Text provided:
+++++

The believability of the story and its similitude to life is driven home by the actual mention of real places, events and occurrences. For example the beginning of the story explores the crisis in the University of Ife, the students riots, the overthrow of Mohammadu Buhari government in 1984. Prior to that, the death of Dele Giwa by a letter bomb believed to have been sent from the commander in Chief Ibrahim Badamosi Babangida, the 19193 election, the annulment and the protests leading to crises.
Love is used as a tool to achieve certain selfish ends in this novel. Could we say Akin hides his true sexual state out of love for his wife but finds it easier to have his younger brother sleep with his wife? Yejide refuses to leave him at first when she realizes that her husband uses her as a lamb for slaughter. Even when she is separated from him, she still thinks about him. Also, her love for Rótìmí resurfaces when she learns of her crises. She would rather not return to Ilesa to prevent witnessing her death.

+++++

Image-grounded pointing data:

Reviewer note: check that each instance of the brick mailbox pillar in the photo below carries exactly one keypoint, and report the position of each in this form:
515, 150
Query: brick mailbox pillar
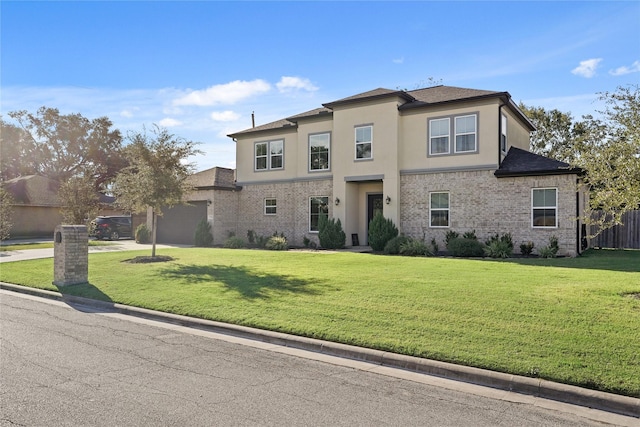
71, 255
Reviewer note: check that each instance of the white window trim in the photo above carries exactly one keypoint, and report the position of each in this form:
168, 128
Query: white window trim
444, 153
503, 133
328, 154
456, 134
309, 217
275, 206
440, 209
268, 155
355, 146
545, 207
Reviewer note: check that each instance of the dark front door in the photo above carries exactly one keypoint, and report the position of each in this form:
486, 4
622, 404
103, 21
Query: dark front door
374, 205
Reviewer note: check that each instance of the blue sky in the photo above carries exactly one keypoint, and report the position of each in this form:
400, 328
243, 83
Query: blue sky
201, 68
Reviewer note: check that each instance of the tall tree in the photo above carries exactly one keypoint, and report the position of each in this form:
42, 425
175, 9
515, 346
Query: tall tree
79, 199
60, 146
607, 148
157, 174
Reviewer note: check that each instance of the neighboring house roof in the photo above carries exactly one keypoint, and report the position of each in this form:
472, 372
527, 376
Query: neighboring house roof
214, 179
519, 162
34, 190
418, 98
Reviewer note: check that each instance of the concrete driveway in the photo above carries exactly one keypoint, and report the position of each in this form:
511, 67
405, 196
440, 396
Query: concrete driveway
109, 246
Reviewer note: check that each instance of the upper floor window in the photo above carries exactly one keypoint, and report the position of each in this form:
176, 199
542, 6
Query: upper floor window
544, 207
269, 155
319, 151
503, 134
364, 142
465, 133
270, 206
439, 136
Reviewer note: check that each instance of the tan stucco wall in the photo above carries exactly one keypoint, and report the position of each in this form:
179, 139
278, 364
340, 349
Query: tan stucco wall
479, 201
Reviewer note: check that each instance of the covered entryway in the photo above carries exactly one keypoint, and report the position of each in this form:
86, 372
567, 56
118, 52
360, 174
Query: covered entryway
178, 224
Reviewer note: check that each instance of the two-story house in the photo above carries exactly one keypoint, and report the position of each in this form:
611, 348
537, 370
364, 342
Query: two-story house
432, 160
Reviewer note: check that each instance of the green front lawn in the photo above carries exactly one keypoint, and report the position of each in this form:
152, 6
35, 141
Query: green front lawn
575, 321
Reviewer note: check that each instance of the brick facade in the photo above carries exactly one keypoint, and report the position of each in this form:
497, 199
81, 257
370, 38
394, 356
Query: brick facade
479, 201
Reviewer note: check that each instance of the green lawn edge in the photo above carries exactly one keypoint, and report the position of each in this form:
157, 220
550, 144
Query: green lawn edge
572, 320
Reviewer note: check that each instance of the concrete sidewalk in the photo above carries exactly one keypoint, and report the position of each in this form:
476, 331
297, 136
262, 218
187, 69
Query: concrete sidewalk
109, 246
573, 395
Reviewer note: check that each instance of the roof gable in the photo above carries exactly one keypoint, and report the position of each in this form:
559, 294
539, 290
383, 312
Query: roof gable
519, 162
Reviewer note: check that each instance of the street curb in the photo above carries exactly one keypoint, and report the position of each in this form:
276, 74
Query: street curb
609, 402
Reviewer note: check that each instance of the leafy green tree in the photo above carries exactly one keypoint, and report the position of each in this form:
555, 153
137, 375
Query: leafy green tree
606, 147
6, 202
157, 174
61, 146
79, 200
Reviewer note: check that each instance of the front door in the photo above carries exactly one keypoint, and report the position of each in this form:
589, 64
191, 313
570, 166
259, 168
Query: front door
374, 205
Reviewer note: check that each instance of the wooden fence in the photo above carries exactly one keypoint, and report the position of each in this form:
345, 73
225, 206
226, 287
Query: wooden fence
625, 236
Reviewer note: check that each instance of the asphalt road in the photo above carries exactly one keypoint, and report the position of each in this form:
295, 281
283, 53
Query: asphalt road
70, 366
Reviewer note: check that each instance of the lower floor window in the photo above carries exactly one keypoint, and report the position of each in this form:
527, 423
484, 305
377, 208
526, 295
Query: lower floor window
317, 206
270, 206
439, 209
544, 207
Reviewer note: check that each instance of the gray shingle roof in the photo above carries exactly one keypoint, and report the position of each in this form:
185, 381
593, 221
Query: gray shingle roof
414, 99
519, 162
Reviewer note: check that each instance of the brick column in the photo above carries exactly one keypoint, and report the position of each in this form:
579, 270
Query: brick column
71, 255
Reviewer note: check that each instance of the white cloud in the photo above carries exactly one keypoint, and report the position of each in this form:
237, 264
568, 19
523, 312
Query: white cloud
169, 122
587, 68
621, 71
225, 116
290, 84
228, 93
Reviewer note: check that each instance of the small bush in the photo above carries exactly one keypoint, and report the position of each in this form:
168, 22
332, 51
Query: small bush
415, 247
234, 242
434, 245
277, 243
202, 235
381, 230
550, 251
498, 249
449, 236
142, 235
470, 235
526, 248
330, 233
393, 246
460, 247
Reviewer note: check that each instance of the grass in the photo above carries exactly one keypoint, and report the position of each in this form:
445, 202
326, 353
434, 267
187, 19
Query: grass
44, 245
574, 321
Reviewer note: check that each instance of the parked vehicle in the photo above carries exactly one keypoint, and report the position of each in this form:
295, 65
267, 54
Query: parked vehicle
111, 227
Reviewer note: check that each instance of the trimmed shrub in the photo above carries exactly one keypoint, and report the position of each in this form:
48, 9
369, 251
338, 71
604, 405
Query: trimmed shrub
498, 249
526, 248
460, 247
381, 230
393, 246
142, 235
277, 243
234, 242
330, 233
550, 251
449, 236
415, 247
202, 236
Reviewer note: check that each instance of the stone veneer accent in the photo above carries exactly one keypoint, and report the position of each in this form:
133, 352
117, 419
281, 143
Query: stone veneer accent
479, 201
292, 210
71, 255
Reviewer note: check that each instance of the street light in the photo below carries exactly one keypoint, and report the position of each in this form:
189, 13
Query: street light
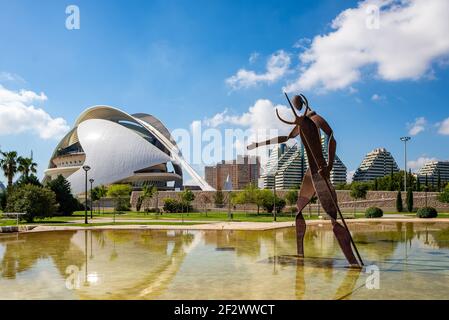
85, 168
91, 201
405, 139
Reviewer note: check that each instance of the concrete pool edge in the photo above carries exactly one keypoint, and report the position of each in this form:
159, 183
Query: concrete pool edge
242, 226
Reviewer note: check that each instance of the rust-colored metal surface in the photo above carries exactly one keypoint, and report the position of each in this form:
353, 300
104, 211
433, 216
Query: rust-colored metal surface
316, 180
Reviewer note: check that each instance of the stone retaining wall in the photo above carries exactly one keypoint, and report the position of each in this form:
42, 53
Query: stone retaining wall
386, 200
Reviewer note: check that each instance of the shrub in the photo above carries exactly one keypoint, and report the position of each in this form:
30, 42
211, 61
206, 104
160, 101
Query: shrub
120, 193
399, 207
219, 199
427, 212
175, 206
444, 196
34, 201
409, 200
374, 212
171, 205
268, 202
3, 197
138, 203
67, 202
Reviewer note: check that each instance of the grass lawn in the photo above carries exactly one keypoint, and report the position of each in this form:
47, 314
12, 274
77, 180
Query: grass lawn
164, 223
167, 218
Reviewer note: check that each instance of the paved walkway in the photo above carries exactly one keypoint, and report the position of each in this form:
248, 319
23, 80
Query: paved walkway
249, 226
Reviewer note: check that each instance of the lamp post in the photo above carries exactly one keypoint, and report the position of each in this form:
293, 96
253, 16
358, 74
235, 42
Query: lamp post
85, 168
405, 139
91, 201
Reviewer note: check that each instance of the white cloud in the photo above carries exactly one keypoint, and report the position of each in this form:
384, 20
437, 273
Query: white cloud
352, 90
417, 127
302, 43
261, 115
411, 35
253, 57
10, 77
259, 123
350, 175
277, 66
377, 97
418, 163
444, 127
18, 114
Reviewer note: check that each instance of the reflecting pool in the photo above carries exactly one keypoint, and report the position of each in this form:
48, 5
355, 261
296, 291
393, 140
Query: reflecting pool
412, 259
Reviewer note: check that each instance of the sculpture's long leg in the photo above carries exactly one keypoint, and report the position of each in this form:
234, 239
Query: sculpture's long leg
305, 194
328, 200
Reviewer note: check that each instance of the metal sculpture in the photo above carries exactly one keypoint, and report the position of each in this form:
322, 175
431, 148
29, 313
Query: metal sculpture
316, 180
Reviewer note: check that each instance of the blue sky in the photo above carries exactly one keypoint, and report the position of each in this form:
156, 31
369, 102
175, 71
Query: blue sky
173, 58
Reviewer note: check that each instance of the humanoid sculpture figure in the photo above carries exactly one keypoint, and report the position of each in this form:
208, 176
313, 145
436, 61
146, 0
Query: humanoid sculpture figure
316, 180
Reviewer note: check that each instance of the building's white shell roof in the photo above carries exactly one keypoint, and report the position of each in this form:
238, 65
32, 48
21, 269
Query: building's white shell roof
115, 152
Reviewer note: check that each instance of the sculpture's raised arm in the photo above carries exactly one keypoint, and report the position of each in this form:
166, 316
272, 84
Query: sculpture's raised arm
332, 144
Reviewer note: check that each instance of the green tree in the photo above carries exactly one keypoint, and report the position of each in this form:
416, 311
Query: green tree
3, 196
269, 199
292, 197
219, 198
34, 201
95, 197
100, 193
444, 195
439, 181
187, 196
147, 194
204, 200
399, 206
409, 200
9, 165
66, 201
251, 195
31, 179
313, 200
359, 190
120, 193
391, 182
26, 166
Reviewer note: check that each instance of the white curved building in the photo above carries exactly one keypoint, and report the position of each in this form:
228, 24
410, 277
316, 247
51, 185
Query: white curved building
120, 148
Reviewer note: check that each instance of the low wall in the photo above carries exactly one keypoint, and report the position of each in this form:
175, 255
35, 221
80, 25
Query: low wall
386, 200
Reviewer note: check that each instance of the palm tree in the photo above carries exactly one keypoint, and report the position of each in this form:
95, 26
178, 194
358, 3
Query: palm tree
147, 193
26, 166
8, 163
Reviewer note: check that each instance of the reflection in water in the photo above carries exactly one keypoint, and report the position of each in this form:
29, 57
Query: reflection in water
161, 264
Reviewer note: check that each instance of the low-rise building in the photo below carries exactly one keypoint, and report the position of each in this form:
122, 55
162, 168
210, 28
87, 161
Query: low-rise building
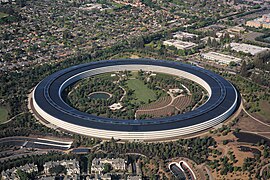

+++++

Work task 1: Rewrite the paragraph of the commentary on the novel that begins "The believability of the story" as a brief list, keeping its main facts.
Work task 2: From the commentary on the novel, extract the passage from "The believability of" up to and including "leading to crises.".
Work task 3:
Answer these questions using the commentary on the novel:
(a) In what year was the Mohammadu Buhari government overthrown?
(b) How did Dele Giwa die?
(c) What does Yejide refuse to do at first?

Problem solution 1:
- The story feels true to life because it mentions real places, events and occurrences.
- Its opening explores the crisis at the University of Ife, the student riots and the 1984 overthrow of the Mohammadu Buhari government.
- Before that, it covers the death of Dele Giwa by a letter bomb believed to have come from the Commander in Chief, Ibrahim Badamosi Babangida.
- It also covers an election, its annulment and the protests that led to crises.

Problem solution 2:
The believability of the story and its similitude to life is driven home by the actual mention of real places, events and occurrences. For example the beginning of the story explores the crisis in the University of Ife, the students riots, the overthrow of Mohammadu Buhari government in 1984. Prior to that, the death of Dele Giwa by a letter bomb believed to have been sent from the commander in Chief Ibrahim Badamosi Babangida, the 19193 election, the annulment and the protests leading to crises.

Problem solution 3:
(a) 1984.
(b) By a letter bomb.
(c) Leave her husband, Akin.